STATED EXERCISE: Copy the part of the Baldwin Beach Express text between "Baldwin Beach Express (BBE)" and "east of Loxley.", inclusive, swapping "heavily traveled" for "congested".
# TEXT SECTION start
Route information
- Maintained by Beach Express
- Length: 13.2 mi (21.2 km)
- Existed: August 15, 2014–present

Major junctions
- South end: CR 28 / Foley Beach Express in Foley
- US 90 east of Robertsdale; I-10 east of Loxley;
- North end: CR 68 east of Loxley

Location
- Country: United States
- State: Alabama
- Counties: Baldwin

Highway system
- Alabama State Highway System; Interstate; US; State;

= Baldwin Beach Express =

Highway in Alabama

Baldwin Beach Express (BBE) is a 13.2 mi four-lane highway near the beaches of Baldwin County near the Gulf of Mexico in the southwestern part of the U.S. state of Alabama. It was built to relieve traffic on heavily traveled State Route 59 (SR 59). The interchange with Interstate 10 (I-10) was the last piece of the highway that was completed. The southern terminus of the highway is at an intersection with both County Route 28 (CR 28) and the Foley Beach Express (FBE) in the far north part of Foley. The northern terminus of the highway is at an intersection with CR 68 east of Loxley.

==Route description==
The BBE begins at an intersection with the FBE in the far northern part of Foley. Here, the roadway continues as CR 28. It travels due north from its southern terminus and then intersects the eastern terminus of a western segment CR 28. It then intersects CR 32. It crosses over a tributary of Negro Creek and then the creek itself. It intersects CR 34 (Lehman Road). It then intersects CR 36. One block later is an intersection with the southern terminus of CR 38 and the eastern terminus of Dubose Road. Another block later is an intersection with the western terminus of a northern segment of CR 38. It crosses over Waterhole Branch and then intersects CR 48. After crossings of Rock Creek and Blackwater River, it intersects U.S. Route 90 (US 90; Old Spanish Trail). The BBE crosses over Davis Branch and then intersects CR 62. Then, the highway curves to the north-northwest and then intersects CR 64. It curves back to the north and intersects CR 68. The two highways travel concurrently to an interchange with Interstate 10 (I-10) at exit 49. Just north of the interchange, at an intersection with the southern terminus of Roserun Road, the BBE ends and the roadway, as CR 68, curves to a due east direction.
# TEXT SECTION end
# MATERIAL SHOWN start
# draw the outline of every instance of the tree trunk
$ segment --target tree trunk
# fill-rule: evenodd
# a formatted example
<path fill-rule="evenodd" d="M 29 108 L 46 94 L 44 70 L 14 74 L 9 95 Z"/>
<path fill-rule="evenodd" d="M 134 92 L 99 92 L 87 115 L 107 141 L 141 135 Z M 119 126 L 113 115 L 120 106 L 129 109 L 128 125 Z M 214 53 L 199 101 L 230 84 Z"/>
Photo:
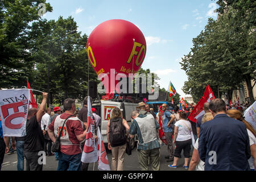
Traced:
<path fill-rule="evenodd" d="M 245 75 L 245 81 L 246 82 L 247 87 L 248 88 L 248 93 L 249 96 L 250 101 L 251 104 L 254 102 L 254 97 L 253 97 L 253 87 L 251 86 L 251 77 L 249 74 L 246 74 Z"/>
# MATERIAL SHOWN end
WRITTEN SOLUTION:
Baldwin Beach Express (BBE) is a 13.2 mi four-lane highway near the beaches of Baldwin County near the Gulf of Mexico in the southwestern part of the U.S. state of Alabama. It was built to relieve traffic on congested State Route 59 (SR 59). The interchange with Interstate 10 (I-10) was the last piece of the highway that was completed. The southern terminus of the highway is at an intersection with both County Route 28 (CR 28) and the Foley Beach Express (FBE) in the far north part of Foley. The northern terminus of the highway is at an intersection with CR 68 east of Loxley.